What you are asked to do
Write the next part of the passage about Puerto Rico's recovery from Hurricane Maria, starting after its final sentence.

The images above show the lights of Puerto Rico before and after Hurricane Maria.

President Trump recently tweeted, “Texas and Florida are doing great, but Puerto Rico, which was already suffering from broken infrastructure & massive debt, is in deep trouble… Its old electric grid, which was in terrible shape, was devastated… Food, water and medical are top priorities — and doing well.”


When it comes to electricity and running water, the position in Puerto Rico was delicate before the hurricanes hit. The systems had not been kept up, and there were trees and debris that added to the damage of the hurricanes by falling on power lines.

Fuel for generators is being brought to Puerto Rico, but bridges and roads have washed out, so it’s hard to get the fuel from the ports to the various parts of the Island that need the fuel. The same logistics problems that make it hard to get fuel to the people who need it also make it hard to get food and medical supplies to where they are needed.

There was terrible destruction in Florida and in Texas, but they are states. They have passable roads, functional electric and water systems, and an assurance of federal support. Puerto Rico was offered federal support, but much of it required matching funds. Puerto Rico needed to come up with 25% of the needed funds in order to receive any funds from the federal government. With no cash, the government of Puerto Rico couldn’t make use of those federal funds.

President Trump has agreed to provide a waiver for Puerto Rico. The federal government will give 100% of the disaster relief funding for 180 days — nearly six months. This will make it possible for Puerto Rico to rebuild.


Governor Rossello has expressed gratitude to the President for this unprecedented waiver. FEMA is making efforts, and there has been an outpouring of charitable giving for Puerto Rico. Jennifer Lopez and Ivan “Pudge” Rodriguez are just two Puerto Rican celebrities who have provided significant funds from their own pockets, and the appeals from, Catholic Charities, and other organizations have raised more than expected from the generosity of stateside Puerto Ricans and our fellow American citizens.

Extracted data entries:

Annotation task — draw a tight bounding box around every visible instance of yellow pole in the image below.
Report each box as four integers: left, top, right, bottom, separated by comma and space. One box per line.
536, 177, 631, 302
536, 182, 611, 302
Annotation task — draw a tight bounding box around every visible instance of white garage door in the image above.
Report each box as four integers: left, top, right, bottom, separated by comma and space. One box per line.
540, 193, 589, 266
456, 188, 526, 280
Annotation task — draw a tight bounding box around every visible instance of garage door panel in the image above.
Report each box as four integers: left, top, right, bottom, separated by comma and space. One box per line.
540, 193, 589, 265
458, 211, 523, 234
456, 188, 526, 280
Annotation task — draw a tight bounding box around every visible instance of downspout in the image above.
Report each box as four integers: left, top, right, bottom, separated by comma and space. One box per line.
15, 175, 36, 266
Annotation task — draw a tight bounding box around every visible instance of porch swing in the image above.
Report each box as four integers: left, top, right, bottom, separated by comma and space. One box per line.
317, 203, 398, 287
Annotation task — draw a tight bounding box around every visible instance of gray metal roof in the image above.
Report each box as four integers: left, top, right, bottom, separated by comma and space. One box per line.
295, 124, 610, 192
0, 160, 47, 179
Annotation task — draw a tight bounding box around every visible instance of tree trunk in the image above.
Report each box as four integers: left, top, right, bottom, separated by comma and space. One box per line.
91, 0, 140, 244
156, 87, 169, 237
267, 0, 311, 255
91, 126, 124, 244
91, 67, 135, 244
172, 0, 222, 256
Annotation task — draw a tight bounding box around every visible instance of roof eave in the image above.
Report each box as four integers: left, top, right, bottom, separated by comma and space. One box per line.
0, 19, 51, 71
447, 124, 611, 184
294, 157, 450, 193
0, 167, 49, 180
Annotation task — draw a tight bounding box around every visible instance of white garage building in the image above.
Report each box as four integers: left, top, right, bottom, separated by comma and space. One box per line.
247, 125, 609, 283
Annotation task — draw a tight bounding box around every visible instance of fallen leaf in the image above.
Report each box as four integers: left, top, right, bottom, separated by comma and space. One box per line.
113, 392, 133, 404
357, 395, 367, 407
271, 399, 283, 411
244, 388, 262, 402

Exercise output
What is the best way to move forward?

There are immediate needs. Dialysis patients must have access to insulin and generators with fuel to run the dialysis machines. Water and sewer services must be restored as quickly as possible to avoid widespread disease. People must have food to eat and water to drink. Roads must be cleared and communication must be restored.

Once these things are done, there is a clear choice.

  • The federal funds for Puerto Rico can set the Island on a sensible, strategic path toward sustainable social and economic recovery… or patch together an inadequate infrastructure that won’t support growth.
  • Puerto Rico can become a strong state with the ability to be self-supporting and to enrich the United States… or it can continue as a struggling territory.
  • The United States can end more than a century of a failed imperialist relationship, providing dignity to Puerto Rico and integrity for the U.S…. or continue to watch thousands of people leave the Island every month until Puerto Rico has been absorbed.

More than ever, this is the time for statehood. Hurricanes reach states and territories alike, but the aftermath of those storms points up the difference between states and the powerless territories. President Trump said, “Texas and Florida are doing great.” Next hurricane season, let’s see that Puerto Rico, like Florida and Texas, is doing great. On its way to being a state.